GIVEN REQUEST —
In the mailing-list reply below about the inlining slowdown, copy out word for word the passage between "RFR: 8221542: ~15%" and "Thanks a lot.", inclusive.

EXTRACTED TEXT —

------------------------------------------------------------

RFR: 8221542: ~15% performance degradation due to less optimized inline decision

Jie Fu fujie at loongson.cn
Thu Mar 28 07:54:16 UTC 2019


Hi Vladimir,

Thanks for your review and valuable suggestions.
I will study your suggestions and Sergey's discussion to find a better 
solution.

Thanks a lot.

Best regards,
Jie

On 2019/3/28 下午2:21, Vladimir Ivanov wrote:
> Hi Jie,
>
> The heuristic quirk looks very similar to the one Sergey reported 
> recently:
>
>
> http://mail.openjdk.java.net/pipermail/hotspot-compiler-dev/2019-February/032623.html 
>
>
> Overall, tweaking the heuristic to favor inlining doesn't look the 
> right thing here. profile.count=0 is a sign the profile isn't mature 
> enough and it's likely the callee doesn't have enough profiling info 
> as well. (And that's what Sergey observed on some of the 
> microbenchmarks during his experiments.)
>
> In your particular case (Random::<init>), tweaking the heuristic so 
> is_init_with_ea [1] overrules "profile.count > 0" may be a more 
> promising approach. After all, the fact that the call site is being 
> considered for inlining (and not pruned along with the basic block it 
> belongs to) is a strong signal in favor of "profile.count > 0" case.

------------------------------------------------------------

RECORDED DATA —
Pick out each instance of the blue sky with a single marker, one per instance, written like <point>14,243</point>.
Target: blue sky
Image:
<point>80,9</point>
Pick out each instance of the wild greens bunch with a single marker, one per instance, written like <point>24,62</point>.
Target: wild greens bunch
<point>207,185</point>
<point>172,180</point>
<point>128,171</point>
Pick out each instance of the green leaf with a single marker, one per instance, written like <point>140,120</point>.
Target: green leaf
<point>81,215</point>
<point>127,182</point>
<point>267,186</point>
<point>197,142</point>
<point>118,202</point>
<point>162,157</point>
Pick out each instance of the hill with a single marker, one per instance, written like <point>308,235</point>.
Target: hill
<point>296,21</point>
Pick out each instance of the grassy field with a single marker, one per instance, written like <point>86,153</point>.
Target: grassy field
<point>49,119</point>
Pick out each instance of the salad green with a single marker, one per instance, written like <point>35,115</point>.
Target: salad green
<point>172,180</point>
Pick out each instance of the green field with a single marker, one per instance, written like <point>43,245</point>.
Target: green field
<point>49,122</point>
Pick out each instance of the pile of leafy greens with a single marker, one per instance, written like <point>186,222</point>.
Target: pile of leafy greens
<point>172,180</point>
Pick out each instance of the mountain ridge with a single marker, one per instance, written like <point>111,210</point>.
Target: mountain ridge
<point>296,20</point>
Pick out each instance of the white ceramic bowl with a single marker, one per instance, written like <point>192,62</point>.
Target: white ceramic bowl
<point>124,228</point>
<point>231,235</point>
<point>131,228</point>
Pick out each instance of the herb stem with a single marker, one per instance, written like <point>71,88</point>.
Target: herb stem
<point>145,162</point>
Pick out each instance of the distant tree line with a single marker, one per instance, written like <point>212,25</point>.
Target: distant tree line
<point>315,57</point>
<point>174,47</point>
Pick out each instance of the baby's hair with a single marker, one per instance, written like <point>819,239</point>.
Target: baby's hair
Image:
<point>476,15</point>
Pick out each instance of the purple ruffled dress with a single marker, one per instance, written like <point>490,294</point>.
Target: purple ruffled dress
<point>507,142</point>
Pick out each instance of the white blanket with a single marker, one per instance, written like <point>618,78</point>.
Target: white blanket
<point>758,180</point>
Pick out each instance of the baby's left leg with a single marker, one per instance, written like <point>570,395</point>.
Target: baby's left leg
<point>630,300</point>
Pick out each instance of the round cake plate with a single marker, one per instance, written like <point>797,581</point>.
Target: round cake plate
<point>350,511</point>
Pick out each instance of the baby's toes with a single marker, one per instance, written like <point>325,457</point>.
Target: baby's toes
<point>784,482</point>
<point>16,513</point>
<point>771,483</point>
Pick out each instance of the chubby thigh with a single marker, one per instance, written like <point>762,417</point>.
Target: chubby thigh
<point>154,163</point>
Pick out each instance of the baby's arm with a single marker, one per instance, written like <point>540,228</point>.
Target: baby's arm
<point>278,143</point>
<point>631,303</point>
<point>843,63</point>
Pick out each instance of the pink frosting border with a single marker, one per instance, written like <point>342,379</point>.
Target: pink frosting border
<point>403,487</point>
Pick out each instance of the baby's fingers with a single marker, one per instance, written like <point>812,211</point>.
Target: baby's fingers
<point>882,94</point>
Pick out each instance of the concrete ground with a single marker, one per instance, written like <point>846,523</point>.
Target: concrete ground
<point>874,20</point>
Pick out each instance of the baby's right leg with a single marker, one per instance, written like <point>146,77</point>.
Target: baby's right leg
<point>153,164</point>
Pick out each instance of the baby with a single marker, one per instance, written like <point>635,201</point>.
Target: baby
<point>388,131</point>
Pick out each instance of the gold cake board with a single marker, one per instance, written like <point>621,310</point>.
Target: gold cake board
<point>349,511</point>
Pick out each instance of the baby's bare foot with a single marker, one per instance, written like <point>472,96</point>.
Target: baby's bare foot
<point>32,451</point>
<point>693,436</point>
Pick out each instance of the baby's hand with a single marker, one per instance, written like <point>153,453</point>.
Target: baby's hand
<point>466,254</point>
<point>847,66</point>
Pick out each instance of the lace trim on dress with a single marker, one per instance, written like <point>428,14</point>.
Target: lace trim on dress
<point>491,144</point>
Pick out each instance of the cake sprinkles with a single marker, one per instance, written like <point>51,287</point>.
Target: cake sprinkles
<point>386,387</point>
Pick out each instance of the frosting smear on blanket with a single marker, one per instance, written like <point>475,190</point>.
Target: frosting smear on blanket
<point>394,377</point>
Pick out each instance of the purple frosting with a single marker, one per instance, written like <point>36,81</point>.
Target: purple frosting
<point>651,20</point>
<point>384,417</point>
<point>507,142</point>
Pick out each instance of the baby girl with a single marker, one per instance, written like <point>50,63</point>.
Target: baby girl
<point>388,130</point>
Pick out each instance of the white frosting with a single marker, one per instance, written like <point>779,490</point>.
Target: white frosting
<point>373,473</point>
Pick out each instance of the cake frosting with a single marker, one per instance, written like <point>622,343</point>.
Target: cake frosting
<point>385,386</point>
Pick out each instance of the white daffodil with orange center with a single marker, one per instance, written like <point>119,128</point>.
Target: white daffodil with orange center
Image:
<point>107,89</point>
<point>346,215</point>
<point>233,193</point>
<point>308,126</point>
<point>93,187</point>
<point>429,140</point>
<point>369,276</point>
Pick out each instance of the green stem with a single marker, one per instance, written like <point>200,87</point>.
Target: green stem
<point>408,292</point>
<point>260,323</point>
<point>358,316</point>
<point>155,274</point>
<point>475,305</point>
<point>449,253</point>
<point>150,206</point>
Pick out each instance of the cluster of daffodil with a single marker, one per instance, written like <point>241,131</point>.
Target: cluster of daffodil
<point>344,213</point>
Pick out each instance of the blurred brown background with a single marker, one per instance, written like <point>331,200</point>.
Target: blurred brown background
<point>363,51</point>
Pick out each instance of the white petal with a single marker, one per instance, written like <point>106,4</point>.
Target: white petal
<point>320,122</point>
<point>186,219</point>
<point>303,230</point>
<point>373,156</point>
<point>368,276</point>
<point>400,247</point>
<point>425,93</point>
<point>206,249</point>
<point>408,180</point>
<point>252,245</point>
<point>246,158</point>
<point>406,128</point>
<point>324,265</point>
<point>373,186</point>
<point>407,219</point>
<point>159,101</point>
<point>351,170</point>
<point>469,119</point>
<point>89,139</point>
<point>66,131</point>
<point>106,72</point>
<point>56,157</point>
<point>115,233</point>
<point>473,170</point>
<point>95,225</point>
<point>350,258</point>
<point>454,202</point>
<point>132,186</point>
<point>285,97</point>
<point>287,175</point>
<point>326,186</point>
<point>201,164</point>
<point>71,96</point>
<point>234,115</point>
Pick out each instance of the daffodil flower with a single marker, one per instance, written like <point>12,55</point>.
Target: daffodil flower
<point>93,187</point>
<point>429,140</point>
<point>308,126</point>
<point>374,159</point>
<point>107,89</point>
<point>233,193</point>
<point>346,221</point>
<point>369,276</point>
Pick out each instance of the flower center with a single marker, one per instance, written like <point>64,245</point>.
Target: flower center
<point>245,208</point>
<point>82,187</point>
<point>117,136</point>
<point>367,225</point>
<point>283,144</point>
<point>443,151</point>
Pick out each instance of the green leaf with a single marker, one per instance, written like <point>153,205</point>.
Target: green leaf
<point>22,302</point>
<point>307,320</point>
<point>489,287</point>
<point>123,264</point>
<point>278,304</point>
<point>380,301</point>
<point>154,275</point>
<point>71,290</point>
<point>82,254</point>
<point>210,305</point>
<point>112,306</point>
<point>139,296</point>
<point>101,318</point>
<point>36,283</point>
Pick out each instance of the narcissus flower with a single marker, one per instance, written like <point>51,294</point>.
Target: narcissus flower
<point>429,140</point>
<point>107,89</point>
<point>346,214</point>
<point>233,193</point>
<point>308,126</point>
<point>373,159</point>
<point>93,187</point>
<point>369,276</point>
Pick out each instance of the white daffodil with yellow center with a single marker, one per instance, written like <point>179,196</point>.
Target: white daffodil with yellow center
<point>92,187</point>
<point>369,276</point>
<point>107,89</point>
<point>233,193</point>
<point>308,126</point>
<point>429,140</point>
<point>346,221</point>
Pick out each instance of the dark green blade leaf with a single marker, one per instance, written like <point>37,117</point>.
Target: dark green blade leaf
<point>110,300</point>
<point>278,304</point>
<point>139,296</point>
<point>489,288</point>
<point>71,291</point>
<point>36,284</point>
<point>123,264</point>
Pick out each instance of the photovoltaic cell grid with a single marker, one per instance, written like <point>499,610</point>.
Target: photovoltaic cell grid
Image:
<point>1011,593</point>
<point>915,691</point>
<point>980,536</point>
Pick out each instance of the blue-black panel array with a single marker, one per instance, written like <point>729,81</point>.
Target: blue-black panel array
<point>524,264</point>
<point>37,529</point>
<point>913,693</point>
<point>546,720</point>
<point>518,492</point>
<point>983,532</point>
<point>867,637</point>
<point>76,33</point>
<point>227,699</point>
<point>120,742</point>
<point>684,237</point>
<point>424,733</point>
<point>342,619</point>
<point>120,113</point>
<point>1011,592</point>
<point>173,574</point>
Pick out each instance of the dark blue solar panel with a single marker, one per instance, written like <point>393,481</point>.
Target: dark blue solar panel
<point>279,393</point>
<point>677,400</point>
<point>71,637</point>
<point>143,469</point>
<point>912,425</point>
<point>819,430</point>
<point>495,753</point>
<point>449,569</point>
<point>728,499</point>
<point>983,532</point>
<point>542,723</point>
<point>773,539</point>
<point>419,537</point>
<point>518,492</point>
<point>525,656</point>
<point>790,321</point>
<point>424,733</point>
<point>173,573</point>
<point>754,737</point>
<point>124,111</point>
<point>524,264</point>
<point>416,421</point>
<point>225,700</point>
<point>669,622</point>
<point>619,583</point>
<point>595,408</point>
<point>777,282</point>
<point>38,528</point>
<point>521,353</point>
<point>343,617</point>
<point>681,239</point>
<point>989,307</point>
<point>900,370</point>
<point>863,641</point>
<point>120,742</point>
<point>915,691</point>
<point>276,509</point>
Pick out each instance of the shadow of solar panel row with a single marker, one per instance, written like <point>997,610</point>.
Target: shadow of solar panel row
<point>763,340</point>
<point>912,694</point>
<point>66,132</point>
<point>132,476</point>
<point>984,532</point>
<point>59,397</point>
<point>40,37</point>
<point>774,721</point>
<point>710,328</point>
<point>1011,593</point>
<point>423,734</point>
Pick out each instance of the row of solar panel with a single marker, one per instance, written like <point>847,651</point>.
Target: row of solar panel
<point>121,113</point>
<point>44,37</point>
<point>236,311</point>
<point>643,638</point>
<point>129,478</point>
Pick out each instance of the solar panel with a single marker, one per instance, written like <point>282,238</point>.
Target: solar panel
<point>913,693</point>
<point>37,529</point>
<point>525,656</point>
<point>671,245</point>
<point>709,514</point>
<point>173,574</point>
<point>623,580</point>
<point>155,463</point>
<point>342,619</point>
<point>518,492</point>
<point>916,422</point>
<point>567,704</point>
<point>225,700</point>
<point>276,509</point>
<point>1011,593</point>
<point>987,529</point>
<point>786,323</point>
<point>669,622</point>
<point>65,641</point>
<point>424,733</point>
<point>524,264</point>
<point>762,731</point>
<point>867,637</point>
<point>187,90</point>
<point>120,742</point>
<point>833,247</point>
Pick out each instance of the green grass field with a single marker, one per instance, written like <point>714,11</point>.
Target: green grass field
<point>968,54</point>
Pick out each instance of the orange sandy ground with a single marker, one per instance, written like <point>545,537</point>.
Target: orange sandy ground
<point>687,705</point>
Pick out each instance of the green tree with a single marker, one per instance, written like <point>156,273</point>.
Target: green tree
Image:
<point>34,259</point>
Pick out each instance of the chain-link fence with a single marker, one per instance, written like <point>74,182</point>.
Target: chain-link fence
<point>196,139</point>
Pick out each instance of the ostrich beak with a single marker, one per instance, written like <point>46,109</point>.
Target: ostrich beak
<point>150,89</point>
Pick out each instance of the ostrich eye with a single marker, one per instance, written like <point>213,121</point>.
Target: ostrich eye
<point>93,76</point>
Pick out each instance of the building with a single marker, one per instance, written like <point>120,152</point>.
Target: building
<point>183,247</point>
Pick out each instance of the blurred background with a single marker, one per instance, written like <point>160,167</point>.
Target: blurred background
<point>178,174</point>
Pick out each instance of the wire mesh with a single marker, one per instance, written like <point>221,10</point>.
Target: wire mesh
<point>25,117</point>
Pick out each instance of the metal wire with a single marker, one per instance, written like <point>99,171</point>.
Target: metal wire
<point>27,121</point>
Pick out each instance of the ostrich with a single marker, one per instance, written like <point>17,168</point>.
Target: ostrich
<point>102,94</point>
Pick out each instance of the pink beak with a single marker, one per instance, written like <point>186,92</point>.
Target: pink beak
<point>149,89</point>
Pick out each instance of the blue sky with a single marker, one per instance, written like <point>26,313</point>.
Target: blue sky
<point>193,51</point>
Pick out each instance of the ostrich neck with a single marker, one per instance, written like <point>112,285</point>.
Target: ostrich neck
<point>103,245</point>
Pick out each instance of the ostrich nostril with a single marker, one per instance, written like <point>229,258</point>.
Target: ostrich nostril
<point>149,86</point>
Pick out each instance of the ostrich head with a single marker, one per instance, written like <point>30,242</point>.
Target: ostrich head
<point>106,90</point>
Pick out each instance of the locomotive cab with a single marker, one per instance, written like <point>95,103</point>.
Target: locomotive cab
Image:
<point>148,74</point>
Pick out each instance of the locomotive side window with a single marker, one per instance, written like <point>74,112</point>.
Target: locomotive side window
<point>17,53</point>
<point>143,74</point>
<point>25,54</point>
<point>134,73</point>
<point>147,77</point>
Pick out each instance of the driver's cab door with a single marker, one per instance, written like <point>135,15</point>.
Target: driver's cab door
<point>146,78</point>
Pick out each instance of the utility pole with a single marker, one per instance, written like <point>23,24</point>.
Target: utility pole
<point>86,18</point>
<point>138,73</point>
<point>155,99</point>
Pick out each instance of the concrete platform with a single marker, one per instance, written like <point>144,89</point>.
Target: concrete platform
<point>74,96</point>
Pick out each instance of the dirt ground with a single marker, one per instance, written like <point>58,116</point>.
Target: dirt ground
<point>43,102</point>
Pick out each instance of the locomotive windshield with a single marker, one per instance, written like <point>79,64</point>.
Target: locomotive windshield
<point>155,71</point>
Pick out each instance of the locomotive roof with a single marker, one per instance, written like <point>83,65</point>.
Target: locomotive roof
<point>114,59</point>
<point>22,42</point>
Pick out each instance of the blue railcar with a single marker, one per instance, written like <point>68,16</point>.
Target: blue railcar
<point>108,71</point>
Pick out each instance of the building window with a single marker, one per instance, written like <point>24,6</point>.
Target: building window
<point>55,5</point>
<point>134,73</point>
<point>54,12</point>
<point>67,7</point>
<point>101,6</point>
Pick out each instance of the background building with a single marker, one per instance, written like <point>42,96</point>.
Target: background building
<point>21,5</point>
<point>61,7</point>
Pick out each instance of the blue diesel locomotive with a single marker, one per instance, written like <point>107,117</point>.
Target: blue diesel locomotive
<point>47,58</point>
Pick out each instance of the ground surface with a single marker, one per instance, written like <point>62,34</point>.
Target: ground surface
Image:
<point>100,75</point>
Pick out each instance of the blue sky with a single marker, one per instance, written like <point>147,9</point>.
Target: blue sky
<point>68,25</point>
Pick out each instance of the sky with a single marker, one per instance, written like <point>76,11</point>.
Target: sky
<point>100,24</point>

------------------------------------------------------------

SOLUTION TO THIS EXERCISE —
RFR: 8221542: ~15% performance degradation due to less optimized inline decision

Jie Fu fujie at loongson.cn
Thu Mar 28 07:54:16 UTC 2019


Hi Vladimir,

Thanks for your review and valuable suggestions.
I will study your suggestions and Sergey's discussion to find a better 
solution.

Thanks a lot.